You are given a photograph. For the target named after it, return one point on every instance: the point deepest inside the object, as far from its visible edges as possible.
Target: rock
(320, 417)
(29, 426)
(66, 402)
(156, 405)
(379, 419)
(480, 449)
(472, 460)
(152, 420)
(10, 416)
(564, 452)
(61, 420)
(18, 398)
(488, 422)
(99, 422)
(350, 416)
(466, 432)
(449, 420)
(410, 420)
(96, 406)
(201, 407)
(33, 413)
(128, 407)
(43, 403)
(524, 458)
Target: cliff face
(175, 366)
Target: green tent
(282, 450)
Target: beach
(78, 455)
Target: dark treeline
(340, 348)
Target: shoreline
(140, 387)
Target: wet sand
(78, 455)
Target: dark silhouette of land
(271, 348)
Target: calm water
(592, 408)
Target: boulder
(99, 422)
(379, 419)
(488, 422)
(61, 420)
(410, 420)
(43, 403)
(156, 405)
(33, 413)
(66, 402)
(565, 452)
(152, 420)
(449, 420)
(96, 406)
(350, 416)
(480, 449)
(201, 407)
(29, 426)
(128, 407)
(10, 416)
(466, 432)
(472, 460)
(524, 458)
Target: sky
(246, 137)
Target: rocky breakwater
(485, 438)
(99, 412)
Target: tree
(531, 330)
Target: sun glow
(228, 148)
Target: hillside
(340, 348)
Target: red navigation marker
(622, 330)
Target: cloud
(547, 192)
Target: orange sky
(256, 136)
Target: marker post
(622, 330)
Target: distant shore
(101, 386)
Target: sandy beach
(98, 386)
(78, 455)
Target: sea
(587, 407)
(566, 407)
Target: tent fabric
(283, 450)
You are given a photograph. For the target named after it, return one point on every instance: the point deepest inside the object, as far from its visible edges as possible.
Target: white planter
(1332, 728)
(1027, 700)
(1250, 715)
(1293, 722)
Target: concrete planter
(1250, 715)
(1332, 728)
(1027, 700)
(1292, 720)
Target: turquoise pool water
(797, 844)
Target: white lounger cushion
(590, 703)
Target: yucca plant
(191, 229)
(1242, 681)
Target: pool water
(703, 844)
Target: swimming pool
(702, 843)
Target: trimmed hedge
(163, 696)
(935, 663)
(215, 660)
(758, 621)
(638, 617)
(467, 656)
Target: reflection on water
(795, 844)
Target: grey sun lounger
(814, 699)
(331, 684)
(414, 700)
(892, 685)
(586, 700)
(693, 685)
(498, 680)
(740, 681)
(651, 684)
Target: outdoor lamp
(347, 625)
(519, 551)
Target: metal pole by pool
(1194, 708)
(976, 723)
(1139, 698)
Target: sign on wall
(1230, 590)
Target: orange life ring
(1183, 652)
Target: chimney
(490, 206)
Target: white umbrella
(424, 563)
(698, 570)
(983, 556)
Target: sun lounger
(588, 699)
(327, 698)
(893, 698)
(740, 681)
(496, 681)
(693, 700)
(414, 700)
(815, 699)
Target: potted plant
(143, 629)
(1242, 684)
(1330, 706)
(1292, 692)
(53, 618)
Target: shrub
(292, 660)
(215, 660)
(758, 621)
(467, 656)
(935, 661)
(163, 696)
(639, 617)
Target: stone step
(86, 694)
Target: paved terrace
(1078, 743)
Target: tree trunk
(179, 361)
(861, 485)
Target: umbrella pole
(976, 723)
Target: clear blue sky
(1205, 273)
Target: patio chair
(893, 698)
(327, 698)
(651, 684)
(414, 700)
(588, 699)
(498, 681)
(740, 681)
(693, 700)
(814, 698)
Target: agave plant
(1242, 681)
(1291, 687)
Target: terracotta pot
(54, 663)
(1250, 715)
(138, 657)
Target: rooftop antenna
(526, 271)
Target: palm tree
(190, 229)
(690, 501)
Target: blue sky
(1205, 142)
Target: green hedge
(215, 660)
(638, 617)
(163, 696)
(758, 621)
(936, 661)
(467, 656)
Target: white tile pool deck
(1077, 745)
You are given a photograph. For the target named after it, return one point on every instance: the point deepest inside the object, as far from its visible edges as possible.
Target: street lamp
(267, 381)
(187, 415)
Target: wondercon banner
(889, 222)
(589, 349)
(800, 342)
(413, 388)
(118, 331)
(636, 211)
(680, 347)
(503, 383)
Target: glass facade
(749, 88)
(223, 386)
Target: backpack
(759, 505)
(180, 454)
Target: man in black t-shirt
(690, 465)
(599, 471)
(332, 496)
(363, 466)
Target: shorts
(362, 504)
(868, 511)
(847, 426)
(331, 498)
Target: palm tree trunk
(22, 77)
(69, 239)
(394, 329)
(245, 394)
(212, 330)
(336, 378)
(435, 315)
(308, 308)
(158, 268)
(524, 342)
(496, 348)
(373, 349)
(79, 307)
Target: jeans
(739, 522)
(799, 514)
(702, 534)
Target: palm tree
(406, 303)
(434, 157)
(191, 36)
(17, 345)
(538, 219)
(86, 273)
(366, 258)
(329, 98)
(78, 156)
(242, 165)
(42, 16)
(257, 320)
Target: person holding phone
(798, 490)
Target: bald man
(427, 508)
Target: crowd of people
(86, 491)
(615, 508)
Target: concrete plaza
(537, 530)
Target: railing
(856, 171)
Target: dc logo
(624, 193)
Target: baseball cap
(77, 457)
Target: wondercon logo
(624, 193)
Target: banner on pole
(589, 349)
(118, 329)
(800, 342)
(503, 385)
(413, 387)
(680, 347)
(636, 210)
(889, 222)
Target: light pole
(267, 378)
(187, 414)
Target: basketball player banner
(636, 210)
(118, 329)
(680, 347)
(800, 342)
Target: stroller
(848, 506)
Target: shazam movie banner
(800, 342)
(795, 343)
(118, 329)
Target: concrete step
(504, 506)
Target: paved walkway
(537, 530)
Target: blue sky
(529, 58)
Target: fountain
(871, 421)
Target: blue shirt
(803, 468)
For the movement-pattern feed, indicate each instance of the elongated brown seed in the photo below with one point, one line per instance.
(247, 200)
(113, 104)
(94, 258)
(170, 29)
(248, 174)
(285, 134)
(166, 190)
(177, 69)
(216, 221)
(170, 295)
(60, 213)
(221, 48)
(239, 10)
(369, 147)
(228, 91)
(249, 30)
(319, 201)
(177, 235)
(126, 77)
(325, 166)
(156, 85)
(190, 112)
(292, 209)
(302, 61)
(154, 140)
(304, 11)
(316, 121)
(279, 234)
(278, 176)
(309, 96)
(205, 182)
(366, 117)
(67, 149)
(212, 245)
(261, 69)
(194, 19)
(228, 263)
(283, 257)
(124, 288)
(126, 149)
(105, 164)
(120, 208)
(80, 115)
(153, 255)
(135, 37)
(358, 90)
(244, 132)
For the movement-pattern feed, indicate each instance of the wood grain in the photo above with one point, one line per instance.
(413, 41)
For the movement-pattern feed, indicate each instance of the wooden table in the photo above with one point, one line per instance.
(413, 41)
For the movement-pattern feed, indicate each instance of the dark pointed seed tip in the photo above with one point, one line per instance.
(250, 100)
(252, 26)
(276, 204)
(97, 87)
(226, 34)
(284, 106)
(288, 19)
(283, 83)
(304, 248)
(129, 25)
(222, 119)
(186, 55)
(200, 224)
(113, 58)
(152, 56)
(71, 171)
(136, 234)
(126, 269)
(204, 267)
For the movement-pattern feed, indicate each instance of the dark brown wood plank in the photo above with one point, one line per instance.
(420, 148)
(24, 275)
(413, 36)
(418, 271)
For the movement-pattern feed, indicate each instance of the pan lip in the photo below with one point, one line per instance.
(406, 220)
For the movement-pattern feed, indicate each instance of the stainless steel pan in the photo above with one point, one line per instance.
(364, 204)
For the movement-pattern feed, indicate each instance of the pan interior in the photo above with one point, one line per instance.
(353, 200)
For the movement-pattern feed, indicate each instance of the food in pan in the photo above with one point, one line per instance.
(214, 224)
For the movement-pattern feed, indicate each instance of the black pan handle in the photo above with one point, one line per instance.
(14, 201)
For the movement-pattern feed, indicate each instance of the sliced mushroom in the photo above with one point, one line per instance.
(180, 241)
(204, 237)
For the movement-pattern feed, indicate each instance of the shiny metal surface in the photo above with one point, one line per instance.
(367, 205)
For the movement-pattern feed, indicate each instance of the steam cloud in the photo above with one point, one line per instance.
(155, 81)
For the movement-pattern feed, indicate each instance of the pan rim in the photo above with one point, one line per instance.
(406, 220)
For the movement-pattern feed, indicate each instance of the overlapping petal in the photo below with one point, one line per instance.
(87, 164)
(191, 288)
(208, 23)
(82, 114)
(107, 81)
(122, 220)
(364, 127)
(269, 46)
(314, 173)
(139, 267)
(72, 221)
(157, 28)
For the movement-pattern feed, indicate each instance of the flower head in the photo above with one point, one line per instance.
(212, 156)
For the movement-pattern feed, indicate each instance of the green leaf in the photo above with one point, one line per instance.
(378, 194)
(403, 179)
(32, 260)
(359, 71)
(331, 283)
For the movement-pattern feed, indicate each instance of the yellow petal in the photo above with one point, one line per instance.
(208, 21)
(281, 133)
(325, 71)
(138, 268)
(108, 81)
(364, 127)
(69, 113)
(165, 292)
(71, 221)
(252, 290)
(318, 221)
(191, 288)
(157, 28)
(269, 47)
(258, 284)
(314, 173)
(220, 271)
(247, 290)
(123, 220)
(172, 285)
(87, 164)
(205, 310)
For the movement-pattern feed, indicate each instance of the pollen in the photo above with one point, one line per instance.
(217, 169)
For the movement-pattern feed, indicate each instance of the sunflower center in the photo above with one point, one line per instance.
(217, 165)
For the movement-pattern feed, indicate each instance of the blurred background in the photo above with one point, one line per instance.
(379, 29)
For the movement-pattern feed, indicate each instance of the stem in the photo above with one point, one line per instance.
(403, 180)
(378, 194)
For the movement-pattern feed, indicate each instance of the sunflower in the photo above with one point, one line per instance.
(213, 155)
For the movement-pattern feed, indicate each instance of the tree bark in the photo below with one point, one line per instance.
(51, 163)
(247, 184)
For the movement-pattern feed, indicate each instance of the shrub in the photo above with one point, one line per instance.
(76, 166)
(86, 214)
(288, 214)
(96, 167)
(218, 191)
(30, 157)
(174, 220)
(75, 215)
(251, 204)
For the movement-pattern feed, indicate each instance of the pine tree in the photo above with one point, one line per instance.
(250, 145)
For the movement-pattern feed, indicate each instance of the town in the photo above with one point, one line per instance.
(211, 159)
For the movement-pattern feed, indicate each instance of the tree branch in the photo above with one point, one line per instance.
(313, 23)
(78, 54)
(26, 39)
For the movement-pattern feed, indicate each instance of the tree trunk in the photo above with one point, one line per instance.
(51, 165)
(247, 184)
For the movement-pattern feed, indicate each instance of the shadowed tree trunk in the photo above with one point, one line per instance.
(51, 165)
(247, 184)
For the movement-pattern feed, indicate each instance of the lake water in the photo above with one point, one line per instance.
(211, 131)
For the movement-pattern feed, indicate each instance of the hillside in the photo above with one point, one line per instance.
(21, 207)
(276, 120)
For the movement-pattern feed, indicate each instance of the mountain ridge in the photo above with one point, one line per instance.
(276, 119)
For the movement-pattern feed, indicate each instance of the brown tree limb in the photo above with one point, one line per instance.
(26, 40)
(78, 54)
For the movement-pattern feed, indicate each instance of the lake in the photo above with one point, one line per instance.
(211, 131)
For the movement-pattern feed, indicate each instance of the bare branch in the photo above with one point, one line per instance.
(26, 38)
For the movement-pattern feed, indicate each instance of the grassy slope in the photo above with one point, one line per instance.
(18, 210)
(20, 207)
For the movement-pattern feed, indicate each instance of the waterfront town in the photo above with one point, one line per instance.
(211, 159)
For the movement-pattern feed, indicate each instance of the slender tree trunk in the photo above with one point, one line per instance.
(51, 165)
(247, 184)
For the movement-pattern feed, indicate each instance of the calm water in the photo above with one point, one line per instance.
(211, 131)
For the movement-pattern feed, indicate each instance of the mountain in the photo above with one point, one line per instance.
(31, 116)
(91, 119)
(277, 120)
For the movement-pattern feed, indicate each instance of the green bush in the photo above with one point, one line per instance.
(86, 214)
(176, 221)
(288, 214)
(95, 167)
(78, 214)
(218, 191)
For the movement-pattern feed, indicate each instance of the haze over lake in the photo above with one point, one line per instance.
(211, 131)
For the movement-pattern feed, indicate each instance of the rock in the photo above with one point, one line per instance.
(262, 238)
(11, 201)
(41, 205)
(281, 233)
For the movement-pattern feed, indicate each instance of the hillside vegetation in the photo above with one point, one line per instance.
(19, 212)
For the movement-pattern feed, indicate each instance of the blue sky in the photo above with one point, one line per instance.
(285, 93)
#####
Copy, word for word, every line of the records from the one containing "of the blue" through the end of the records.

For the movement-pattern feed, indicate each instance of the blue sky in the photo above with one point, one line per instance.
(285, 93)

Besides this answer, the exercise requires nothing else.